EXERCISE REQUIREMENTS
Please write out the material below exactly as given.

◆ ◆ ◆ ◆ ◆

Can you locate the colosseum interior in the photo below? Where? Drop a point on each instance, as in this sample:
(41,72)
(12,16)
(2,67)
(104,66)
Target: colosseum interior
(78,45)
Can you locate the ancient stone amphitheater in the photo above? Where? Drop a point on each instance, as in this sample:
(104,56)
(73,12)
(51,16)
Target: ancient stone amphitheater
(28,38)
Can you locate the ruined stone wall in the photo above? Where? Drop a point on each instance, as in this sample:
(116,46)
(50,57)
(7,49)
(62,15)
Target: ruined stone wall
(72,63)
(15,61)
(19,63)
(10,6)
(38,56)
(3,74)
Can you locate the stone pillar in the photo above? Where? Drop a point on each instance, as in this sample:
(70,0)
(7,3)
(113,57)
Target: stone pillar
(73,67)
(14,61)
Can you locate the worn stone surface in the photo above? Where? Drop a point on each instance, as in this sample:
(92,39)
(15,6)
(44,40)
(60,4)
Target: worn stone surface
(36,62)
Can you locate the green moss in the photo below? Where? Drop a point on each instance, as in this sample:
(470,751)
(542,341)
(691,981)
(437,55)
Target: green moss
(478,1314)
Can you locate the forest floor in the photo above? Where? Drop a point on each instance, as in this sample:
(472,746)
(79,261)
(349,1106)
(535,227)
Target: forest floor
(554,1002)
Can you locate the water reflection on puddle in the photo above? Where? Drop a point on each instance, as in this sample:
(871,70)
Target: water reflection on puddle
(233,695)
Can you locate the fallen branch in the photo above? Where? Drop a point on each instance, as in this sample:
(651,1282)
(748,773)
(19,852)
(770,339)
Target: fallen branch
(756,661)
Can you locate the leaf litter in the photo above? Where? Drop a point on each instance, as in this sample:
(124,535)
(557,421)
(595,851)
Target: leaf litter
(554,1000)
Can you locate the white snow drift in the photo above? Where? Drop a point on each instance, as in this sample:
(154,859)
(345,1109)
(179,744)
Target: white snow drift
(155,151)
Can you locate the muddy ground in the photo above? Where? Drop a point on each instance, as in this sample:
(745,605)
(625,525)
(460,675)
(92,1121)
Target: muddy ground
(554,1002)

◆ ◆ ◆ ◆ ◆

TASK ANSWER
Can you locate the colosseum interior in the photo below? Where? Drop a point on each instance, as in this sample:
(41,72)
(12,16)
(2,67)
(104,66)
Target: colosseum interior
(78,45)
Can you locate the ancient stone amphitheater in the photo above? Where? Drop a point on each instance, as in this sample:
(104,56)
(73,12)
(51,16)
Target: ancient stone amphitheater
(28,38)
Can you locate the ruined stone wall in the photo above? Where? Drop a point on each instance, as in this sample:
(116,46)
(50,57)
(7,49)
(62,15)
Target: ruined stone wall
(72,63)
(15,61)
(19,63)
(10,6)
(38,56)
(3,74)
Can you locate the stone pillar in the photo above? Where? Drop a point on each instance, as in this sample:
(70,0)
(7,3)
(113,57)
Target: stone pillar
(73,67)
(14,61)
Can you locate the worn stone surface in the photo above? Where? Drop a point on each instance, as in this sample:
(92,39)
(15,6)
(44,40)
(60,4)
Target: worn stone surface
(36,62)
Can you locate the green moss in the photo below? Where? Drop a point on each instance, as in this sample:
(470,751)
(542,341)
(691,981)
(437,55)
Target: green moss
(478,1314)
Can you locate the forest floor in the photo above? Where? Drop a point on each instance, as in this sample:
(472,746)
(79,261)
(349,1106)
(535,227)
Target: forest floor
(554,1002)
Can you locate the water reflection on puddle in the photo above? Where? Drop a point on each instance, as in this sample:
(871,70)
Target: water reflection on puddle
(233,695)
Can you locate the fallen branch in the photo above? Where? Drop a point on each instance, as in this sample:
(651,1282)
(748,773)
(19,852)
(770,339)
Target: fallen branch
(756,661)
Can you locate the leaf litter in the photo above? Where? Drop a point on each instance, as in this sample:
(124,535)
(557,421)
(595,851)
Target: leaf litter
(554,1000)
Can you locate the white snow drift in the photo above? Where? Drop a point on each instance, as in this sample:
(154,859)
(345,1109)
(179,744)
Target: white snow drift
(155,151)
Can you locate the muddy ground in the photo above? Where? Drop a point on each instance, as in this sample:
(745,605)
(625,525)
(460,675)
(92,1121)
Target: muddy ground
(554,1002)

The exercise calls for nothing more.